Can you arrange the listing below as a Markdown table with the columns Row and Text? Begin at the line that contains "trace: **deck chair**", stop after the line that contains "[[140,219],[188,211],[186,101],[183,91],[138,89]]", skip blank lines, and leave the pictures out of the answer.
━━━━━ Data for this exercise ━━━━━
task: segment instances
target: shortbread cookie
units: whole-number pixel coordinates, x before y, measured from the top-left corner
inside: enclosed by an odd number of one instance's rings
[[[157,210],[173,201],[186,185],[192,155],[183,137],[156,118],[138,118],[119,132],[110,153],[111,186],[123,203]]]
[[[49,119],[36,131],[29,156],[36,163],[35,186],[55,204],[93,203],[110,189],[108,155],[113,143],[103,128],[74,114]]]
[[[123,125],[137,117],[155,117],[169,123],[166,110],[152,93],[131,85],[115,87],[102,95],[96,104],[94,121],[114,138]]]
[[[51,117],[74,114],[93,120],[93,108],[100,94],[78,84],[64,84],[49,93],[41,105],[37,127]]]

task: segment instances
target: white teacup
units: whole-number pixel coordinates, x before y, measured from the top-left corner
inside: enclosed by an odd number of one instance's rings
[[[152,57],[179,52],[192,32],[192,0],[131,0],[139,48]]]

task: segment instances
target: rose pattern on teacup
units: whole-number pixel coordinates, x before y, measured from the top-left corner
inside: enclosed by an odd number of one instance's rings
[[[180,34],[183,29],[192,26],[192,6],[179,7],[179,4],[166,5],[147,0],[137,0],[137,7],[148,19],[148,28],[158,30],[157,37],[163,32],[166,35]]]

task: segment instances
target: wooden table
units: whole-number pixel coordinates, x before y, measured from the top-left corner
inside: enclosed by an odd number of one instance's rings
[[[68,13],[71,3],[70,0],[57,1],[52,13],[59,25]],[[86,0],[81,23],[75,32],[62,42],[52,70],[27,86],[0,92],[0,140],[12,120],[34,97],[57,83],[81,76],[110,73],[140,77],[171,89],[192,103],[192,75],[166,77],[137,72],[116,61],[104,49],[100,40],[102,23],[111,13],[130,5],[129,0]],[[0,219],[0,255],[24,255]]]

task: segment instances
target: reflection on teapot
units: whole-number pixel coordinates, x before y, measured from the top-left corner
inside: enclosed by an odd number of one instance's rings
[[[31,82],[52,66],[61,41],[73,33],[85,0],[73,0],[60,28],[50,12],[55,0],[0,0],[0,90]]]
━━━━━
━━━━━ Data for this exercise ━━━━━
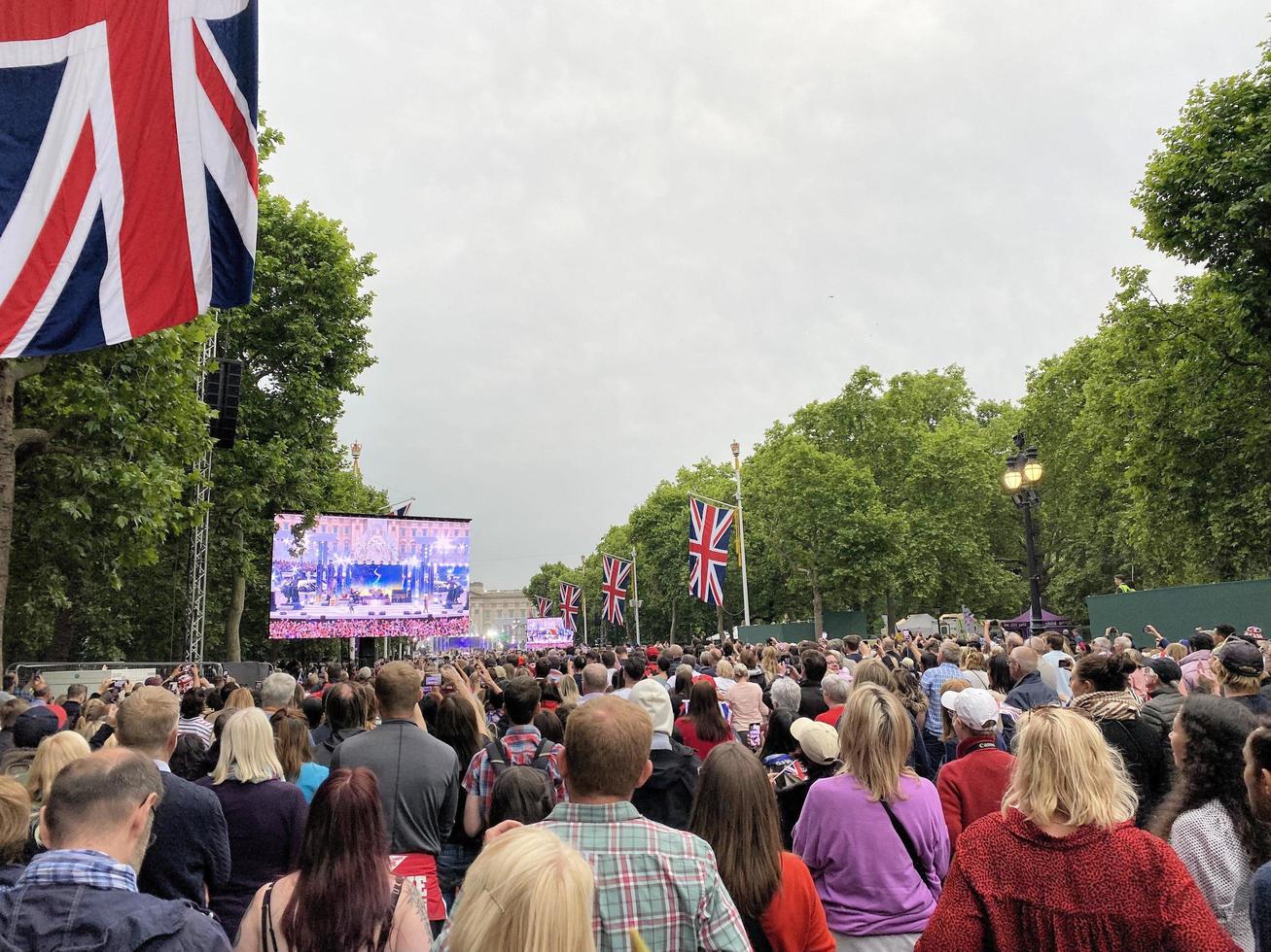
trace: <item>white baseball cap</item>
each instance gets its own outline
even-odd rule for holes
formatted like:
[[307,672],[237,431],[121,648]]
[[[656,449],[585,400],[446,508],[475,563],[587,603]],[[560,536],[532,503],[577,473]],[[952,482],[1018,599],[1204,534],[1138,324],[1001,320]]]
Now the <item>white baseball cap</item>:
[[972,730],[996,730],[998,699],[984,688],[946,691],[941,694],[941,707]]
━━━━━
━━━━━ Data for this exercise ━━━━━
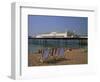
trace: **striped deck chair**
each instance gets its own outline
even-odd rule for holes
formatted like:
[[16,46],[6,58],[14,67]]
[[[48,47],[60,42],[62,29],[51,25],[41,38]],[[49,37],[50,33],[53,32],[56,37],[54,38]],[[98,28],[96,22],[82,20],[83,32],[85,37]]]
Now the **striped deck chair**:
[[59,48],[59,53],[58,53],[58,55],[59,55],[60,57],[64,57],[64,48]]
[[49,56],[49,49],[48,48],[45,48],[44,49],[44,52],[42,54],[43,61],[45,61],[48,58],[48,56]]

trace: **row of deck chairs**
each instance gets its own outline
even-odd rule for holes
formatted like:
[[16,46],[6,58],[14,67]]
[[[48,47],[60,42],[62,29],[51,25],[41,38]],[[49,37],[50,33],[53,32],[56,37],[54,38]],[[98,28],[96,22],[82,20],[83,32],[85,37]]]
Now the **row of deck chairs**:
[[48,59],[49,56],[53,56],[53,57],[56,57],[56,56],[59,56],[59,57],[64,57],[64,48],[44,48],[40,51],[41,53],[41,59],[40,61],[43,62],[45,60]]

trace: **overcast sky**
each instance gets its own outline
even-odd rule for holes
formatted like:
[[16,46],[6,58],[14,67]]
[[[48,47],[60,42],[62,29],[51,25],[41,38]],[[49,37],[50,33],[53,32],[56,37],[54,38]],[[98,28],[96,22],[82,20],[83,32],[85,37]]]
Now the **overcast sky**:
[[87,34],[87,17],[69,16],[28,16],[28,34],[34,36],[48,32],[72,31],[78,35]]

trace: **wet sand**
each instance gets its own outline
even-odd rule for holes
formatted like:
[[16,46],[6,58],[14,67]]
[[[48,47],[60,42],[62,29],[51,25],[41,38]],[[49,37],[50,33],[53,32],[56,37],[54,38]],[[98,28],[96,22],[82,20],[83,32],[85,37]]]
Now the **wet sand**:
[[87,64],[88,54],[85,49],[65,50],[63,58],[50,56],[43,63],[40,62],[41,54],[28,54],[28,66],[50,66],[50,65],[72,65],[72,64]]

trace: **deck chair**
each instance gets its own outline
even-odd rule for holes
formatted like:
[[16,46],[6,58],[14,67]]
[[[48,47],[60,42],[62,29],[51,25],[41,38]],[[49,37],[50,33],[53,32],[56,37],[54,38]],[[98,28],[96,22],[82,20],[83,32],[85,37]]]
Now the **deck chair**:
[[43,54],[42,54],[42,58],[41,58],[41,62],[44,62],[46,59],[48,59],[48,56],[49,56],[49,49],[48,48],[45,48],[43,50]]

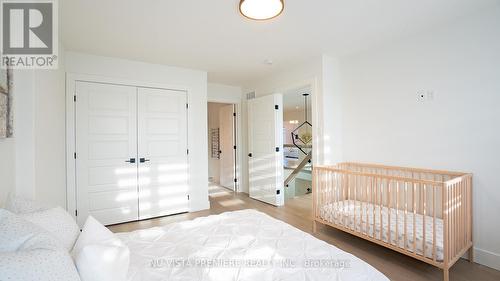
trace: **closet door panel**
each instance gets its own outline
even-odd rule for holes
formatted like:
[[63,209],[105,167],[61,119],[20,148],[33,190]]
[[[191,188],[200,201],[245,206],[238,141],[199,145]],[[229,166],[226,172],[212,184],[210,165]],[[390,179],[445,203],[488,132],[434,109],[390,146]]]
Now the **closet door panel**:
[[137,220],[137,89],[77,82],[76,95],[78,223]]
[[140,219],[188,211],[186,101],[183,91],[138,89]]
━━━━━
** Written answer **
| Row | Text |
|---|---|
| 1 | trace: **deck chair** |
| 2 | each instance gets its own outline |
| 3 | even-odd rule for holes |
| 4 | formatted like: |
| 5 | [[16,46],[6,58],[14,67]] |
| 6 | [[[48,47],[60,42],[62,29],[51,25],[41,38]],[[49,37],[50,33],[53,32],[56,37],[54,38]],[[98,28],[96,22],[82,20],[83,32],[85,37]]] |
| 7 | Now the **deck chair**: |
| 8 | [[43,54],[42,54],[42,58],[41,58],[41,62],[44,62],[46,59],[48,59],[48,56],[49,56],[49,49],[48,48],[45,48],[43,50]] |
| 9 | trace: **closet door panel** |
| 10 | each instance gets its own outline |
| 11 | even-odd rule for holes |
| 12 | formatted like: |
| 13 | [[63,209],[105,167],[61,119],[20,148],[33,190]] |
| 14 | [[[191,188],[200,201],[245,206],[238,141],[199,145]],[[229,166],[226,172],[212,184],[210,165]],[[390,179],[445,203],[488,132],[434,109],[390,146]]] |
| 15 | Now the **closet door panel**: |
| 16 | [[137,220],[137,89],[77,82],[76,95],[78,223]] |
| 17 | [[140,219],[188,211],[186,101],[183,91],[138,89]] |